**Task brief**
Return every row below word for word, omitting the pictures.

**Dataset rows**
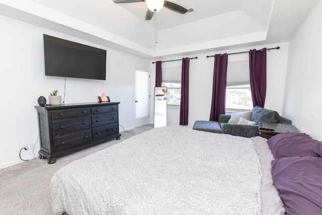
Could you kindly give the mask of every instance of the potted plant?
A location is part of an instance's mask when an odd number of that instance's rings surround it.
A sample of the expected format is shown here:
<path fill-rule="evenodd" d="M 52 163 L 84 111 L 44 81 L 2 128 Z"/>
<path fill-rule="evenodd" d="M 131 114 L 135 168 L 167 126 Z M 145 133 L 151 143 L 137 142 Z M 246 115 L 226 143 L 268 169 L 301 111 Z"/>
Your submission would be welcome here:
<path fill-rule="evenodd" d="M 58 90 L 53 90 L 49 96 L 49 103 L 51 105 L 59 105 L 61 104 L 61 96 L 57 96 Z"/>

**Problem solution**
Could you kindly give the mask of every instance of the potted plant?
A location is part of an instance's mask when an odd number of that instance's rings surround it.
A sample of the expected format is shown here:
<path fill-rule="evenodd" d="M 52 163 L 84 111 L 44 81 L 2 128 Z"/>
<path fill-rule="evenodd" d="M 131 114 L 135 168 L 167 126 Z M 145 133 L 151 143 L 137 142 Z M 246 115 L 226 143 L 268 169 L 301 111 Z"/>
Your submission would be welcome here:
<path fill-rule="evenodd" d="M 58 90 L 53 90 L 49 96 L 49 103 L 51 105 L 59 105 L 61 104 L 61 96 L 57 96 Z"/>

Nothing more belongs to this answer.